• _Passage to read_
------

As the COVID-19 pandemic wears on, more and more workers across the country are finding themselves unemployed and without steady income. That’s caused a litany of problems — including challenges for millions of tenants struggling to make rent and utility payments without sufficient income.
Ohio Sen. Sherrod Brown today announced he is introducing a bill called the Emergency Rental Assistance and Rental Market Stabilization Act aimed specifically at those renters.
“We cannot leave behind the millions of Americans who could be facing eviction without rent relief now,” Brown said today in a series of tweets. “The last thing we want during a public health crisis is people being forced out of their homes and onto the streets.”
The proposed $100 billion aid package would be be disbursed via the U.S. Department of Housing and Urban Development’s existing Emergency Solutions Grant network, meaning that local service providers would administer the funds. Those grants are usually used to provide assistance to those experiencing homelessness or at risk of homelessness.

------

Data rows
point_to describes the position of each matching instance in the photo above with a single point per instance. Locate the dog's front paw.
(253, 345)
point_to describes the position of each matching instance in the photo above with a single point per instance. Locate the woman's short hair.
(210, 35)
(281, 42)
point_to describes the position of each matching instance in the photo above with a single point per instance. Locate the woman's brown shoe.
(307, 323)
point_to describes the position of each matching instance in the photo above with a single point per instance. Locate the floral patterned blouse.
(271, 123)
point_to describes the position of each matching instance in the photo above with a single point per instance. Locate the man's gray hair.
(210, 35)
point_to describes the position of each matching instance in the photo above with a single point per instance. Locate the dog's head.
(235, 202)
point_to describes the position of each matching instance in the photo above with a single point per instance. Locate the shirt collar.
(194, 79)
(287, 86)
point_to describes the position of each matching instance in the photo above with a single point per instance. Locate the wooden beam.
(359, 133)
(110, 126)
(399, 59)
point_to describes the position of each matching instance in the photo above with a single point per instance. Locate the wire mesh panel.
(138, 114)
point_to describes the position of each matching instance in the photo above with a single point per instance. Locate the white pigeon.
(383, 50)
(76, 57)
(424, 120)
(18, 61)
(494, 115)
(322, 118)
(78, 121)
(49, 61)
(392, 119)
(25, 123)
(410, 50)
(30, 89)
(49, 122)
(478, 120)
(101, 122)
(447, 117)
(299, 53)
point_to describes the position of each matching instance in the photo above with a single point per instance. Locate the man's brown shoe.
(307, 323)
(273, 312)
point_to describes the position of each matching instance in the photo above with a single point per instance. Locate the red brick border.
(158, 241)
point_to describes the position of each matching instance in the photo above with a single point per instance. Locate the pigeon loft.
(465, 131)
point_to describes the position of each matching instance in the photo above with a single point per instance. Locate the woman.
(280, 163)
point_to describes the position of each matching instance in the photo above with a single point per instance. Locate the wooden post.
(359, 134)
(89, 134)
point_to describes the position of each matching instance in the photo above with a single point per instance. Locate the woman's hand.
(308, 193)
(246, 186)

------

• _Task instructions_
1 > Could you output the section of the rent relief article that begins at the words "Ohio Sen. Sherrod" and stops after "risk of homelessness."?
2 > Can you write the next part of the article on Sen. Sherrod Brown's rental assistance bill, picking up after its last sentence?
These rows have no connection to the text on the rent relief bill.

• _Outputs by task_
1 >
Ohio Sen. Sherrod Brown today announced he is introducing a bill called the Emergency Rental Assistance and Rental Market Stabilization Act aimed specifically at those renters.
“We cannot leave behind the millions of Americans who could be facing eviction without rent relief now,” Brown said today in a series of tweets. “The last thing we want during a public health crisis is people being forced out of their homes and onto the streets.”
The proposed $100 billion aid package would be be disbursed via the U.S. Department of Housing and Urban Development’s existing Emergency Solutions Grant network, meaning that local service providers would administer the funds. Those grants are usually used to provide assistance to those experiencing homelessness or at risk of homelessness.

2 >
The bill doesn’t set forth strict income eligibility limits, but HUD will be directed to spend 40 percent of the money on families making extremely low incomes (less than 30 percent of the Area Median Income).
Seventy percent of the fund would be spent on those households plus those making less than 50 percent of AMI, or less than $26,000 a year for a single person in Cleveland.
HUD would be directed to spend the remaining 30 percent on households making up to 80 percent of AMI, or about $40,000 for a single person in Cleveland. But HUD can also grant waivers for areas with a number of households above those thresholds if they are struggling economically — up to 120 percent AMI.
Those incomes would be based on the day a household applies — meaning those who have recently experienced job losses would be eligible regardless of their previous income.
The bill has received endorsement from housing groups like the National Alliance to End Homelessness, the National Low Income Housing Coalition and others, including the Coalition On Homelessness and Housing in Ohio, which has been advocating for rent relief in future federal COVID-19 stimulus bills.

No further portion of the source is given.